-- START PAGE --
Thanks Kel. The swarf is there. I just didn't take a close up. I do keep it off the floor...wife and kids tend to come down here and I don't want them stepping into it. They don't visit me...it's the fridge (beer) and cabinet (wine) they're after. (I say kids...but they're 26 and 23.)

On the other hand, I now have a 1 year old grand-daughter. I've failed to have my own daughters see the joy of engineering...maybe Sydney will spend time with Poppie.

Thanks Trout. I know what you mean about the Mac. I've been playing around with apps for iPhone...there's no other choice for a development system. As much as I get aggravated with Windows...the Mac too often represents 'being different' for the sake of 'being different'. But that's a whole 'nother forum. ;D And I never got over the early Macs being a closed system and not allowing you to play with the hardware...as little of it as there was. (Except the Apple II...that was a great machine.)

The reality of the phone placement is that it was convenient. Not enough desk space. But it's right next to me. The joke is it's close should I break a leg during machining. :big: Or, as you've alluded to...

I'm looking to go for a Sherline when I've proved to 'T' that this is a real thing (hobby) for me. She seems okay with that...just not the right time.


----------



## Deanofid

I really enjoy the shop tour, Zee. I like hearing a voice put to all your writing, too.
Your place looks nicely laid out, to me. Tools are pretty handy, enough space , and the
grinder well, well away from your precious machine ways! You get an 'A' for that.
The table where your projects set represent a gift you've given yourself in the way of skills.
Well done.
The location of the phone and first aid kit seem to represent forward thinking in the case of
an unhappy event, like if you end up on the floor.  Good preparation skills.
Nice shop all around, I think! You have everything you need to make everything you need.
-- END PAGE --
* _EXERCISE SET_
#1 In the workshop thread, why does the writer keep the swarf off the floor?
#2 According to the workshop thread, what machine is the writer looking to get once he has proved that the hobby is real for him?
#3 Reproduce the stretch of the workshop thread from "The reality of" through "the right time.".
-- START INFORMATION PROVIDED --
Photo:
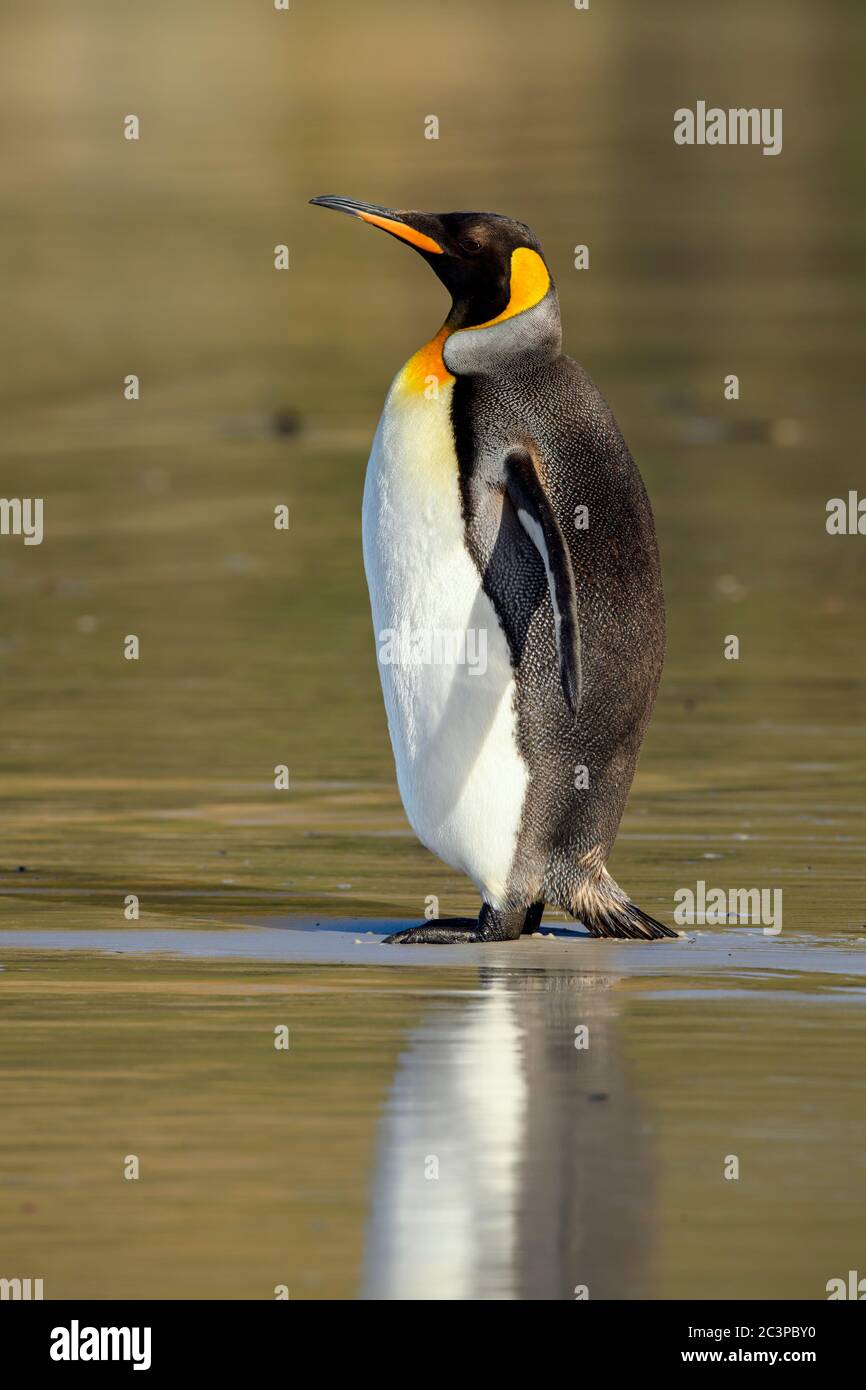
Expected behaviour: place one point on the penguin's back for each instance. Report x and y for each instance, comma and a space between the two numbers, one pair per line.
580, 767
-- END INFORMATION PROVIDED --
* _SET OF ANSWERS_
#1 His wife and kids tend to come down to the shop, drawn by the beer fridge and the wine cabinet, and he doesn't want them stepping in it.

#2 A Sherline.

#3
The reality of the phone placement is that it was convenient. Not enough desk space. But it's right next to me. The joke is it's close should I break a leg during machining. :big: Or, as you've alluded to...

I'm looking to go for a Sherline when I've proved to 'T' that this is a real thing (hobby) for me. She seems okay with that...just not the right time.